_Exercise prompt_
Copy out precisely the line that holds "Need: for every" and all the lines following it in the data, up to and including the last one, and no others.

_Supplied records_
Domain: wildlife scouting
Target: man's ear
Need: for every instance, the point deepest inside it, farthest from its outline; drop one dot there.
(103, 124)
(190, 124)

_Task response_
Need: for every instance, the point deepest inside it, farthest from its outline; drop one dot there.
(103, 124)
(190, 124)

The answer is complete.